Exercise » Update the entries below by replacing each occurrence of "in this photo" with "in the image", leaving all other text unchanged.

Extracted records »
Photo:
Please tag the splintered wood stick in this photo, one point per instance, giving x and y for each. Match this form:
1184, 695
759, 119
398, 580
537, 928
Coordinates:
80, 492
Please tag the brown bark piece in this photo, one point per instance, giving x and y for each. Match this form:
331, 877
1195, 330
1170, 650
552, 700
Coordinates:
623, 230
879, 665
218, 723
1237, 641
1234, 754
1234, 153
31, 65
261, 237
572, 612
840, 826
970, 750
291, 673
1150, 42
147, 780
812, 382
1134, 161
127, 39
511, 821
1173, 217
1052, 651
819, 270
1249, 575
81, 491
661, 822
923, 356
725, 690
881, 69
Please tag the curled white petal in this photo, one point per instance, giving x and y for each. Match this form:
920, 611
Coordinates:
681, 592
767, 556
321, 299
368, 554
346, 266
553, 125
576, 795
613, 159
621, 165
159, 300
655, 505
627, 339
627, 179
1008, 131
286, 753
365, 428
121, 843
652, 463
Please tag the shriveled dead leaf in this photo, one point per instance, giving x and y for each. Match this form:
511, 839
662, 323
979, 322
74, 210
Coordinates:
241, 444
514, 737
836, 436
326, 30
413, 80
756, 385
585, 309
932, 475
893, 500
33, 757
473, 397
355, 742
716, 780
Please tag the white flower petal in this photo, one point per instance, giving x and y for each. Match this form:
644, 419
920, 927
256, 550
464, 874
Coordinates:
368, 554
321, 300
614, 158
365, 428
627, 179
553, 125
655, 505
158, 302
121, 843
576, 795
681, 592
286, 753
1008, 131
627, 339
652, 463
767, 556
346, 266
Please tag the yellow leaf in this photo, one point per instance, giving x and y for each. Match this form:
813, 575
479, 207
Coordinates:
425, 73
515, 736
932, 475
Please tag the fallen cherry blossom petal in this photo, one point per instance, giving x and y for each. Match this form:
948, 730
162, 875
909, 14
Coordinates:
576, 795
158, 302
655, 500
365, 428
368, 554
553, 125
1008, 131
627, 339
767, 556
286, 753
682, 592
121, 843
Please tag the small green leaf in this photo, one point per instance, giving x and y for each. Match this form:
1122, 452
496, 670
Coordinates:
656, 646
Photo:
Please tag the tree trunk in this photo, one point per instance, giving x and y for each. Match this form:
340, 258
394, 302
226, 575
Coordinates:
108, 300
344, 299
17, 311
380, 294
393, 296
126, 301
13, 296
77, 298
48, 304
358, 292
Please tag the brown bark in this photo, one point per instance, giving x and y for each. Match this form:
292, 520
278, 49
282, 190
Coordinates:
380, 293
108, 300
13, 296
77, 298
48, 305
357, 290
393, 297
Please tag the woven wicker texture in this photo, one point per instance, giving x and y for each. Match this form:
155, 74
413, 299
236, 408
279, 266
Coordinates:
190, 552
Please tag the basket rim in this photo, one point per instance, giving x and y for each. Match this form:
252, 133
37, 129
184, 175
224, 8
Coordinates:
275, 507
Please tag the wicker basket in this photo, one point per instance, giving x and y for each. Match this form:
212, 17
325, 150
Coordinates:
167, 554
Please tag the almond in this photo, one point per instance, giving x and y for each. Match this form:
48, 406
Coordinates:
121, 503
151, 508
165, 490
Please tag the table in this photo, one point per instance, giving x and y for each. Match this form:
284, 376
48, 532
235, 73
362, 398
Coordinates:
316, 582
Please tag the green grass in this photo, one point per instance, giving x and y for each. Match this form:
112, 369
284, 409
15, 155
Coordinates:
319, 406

Answer to this task »
Photo:
Please tag the splintered wood stick in the image, one point per instance, giving x and y for each. Match this form:
1184, 695
759, 119
398, 580
537, 928
Coordinates:
80, 492
Please tag the brown bark piece in the image, one point per instance, giving x and y for each. Match this form:
331, 877
1195, 330
1170, 650
552, 700
Coordinates:
623, 230
879, 665
218, 723
1237, 641
1234, 754
1234, 153
31, 65
261, 237
572, 612
840, 826
970, 750
291, 673
1150, 42
147, 780
812, 382
1134, 161
127, 39
511, 821
1173, 217
1052, 651
819, 270
1249, 575
81, 491
661, 822
923, 356
725, 690
881, 69
Please tag the curled white petal in the image, one point per instance, giving x and y for each. Match this form:
920, 611
Coordinates:
681, 592
767, 556
321, 299
368, 554
346, 266
553, 125
576, 795
613, 159
621, 165
159, 300
655, 505
627, 339
627, 179
1008, 131
286, 753
365, 428
121, 843
652, 463
Please tag the shriveled dead leaf in the image, one point per instance, giving x and y for each. Match this form:
511, 839
662, 323
979, 322
74, 210
Coordinates:
241, 444
514, 737
836, 436
326, 30
413, 80
756, 385
585, 309
932, 475
893, 500
33, 757
473, 397
355, 742
716, 780
Please tag the white flower petal in the image, one point per instance, giving x and y for each. Match this form:
644, 419
920, 927
256, 550
464, 874
Coordinates:
368, 554
321, 300
614, 158
365, 428
627, 179
553, 125
655, 505
158, 302
121, 843
576, 795
681, 592
286, 753
1008, 131
627, 339
652, 463
767, 556
346, 266
Please tag the yellow leaf in the image, one point per instance, giving x and y for each. Match this form:
813, 575
479, 207
Coordinates:
425, 73
515, 736
932, 475
Please tag the fallen cherry blossom petal in the image, one point per instance, giving x and y for each. Match this form:
948, 730
162, 875
909, 14
Coordinates:
576, 795
158, 302
655, 500
365, 428
368, 554
553, 125
1008, 131
627, 339
767, 556
286, 753
682, 592
121, 843
Please tag the small green leaf in the image, one point per instance, giving x and y for each. Match this form:
1122, 452
496, 670
Coordinates:
656, 646
Photo:
Please tag the tree trunk in the image, one point per instance, giving x and y for each. Match this form:
340, 258
394, 302
226, 575
Coordinates:
108, 300
344, 299
17, 311
380, 294
393, 296
126, 301
13, 296
77, 298
48, 304
358, 292
Please tag the brown bark in the image, one point per instance, giving x and y for each. Match this form:
292, 520
278, 49
282, 190
Coordinates:
380, 293
108, 300
13, 296
77, 298
48, 305
357, 290
393, 297
Please tag the woven wicker texture in the image, one point per instance, giving x and y for each. Match this form:
155, 74
413, 299
236, 408
279, 266
Coordinates:
190, 552
Please tag the basket rim in the image, one point per instance, giving x and y for each. Match this form:
252, 133
37, 129
184, 175
224, 8
Coordinates:
275, 507
Please tag the wicker basket in the image, one point per instance, giving x and y for each. Match this form:
212, 17
325, 150
Coordinates:
167, 554
Please tag the almond in the image, one point per instance, giving x and y for each. Match this form:
48, 406
Coordinates:
121, 503
151, 508
165, 490
Please tag the table in the image, one point per instance, giving x and y for each. Match this form:
284, 376
48, 532
235, 73
362, 398
Coordinates:
316, 582
Please tag the green grass in the image, one point per instance, giving x and y for each. Match this form:
112, 369
284, 409
15, 155
Coordinates:
319, 406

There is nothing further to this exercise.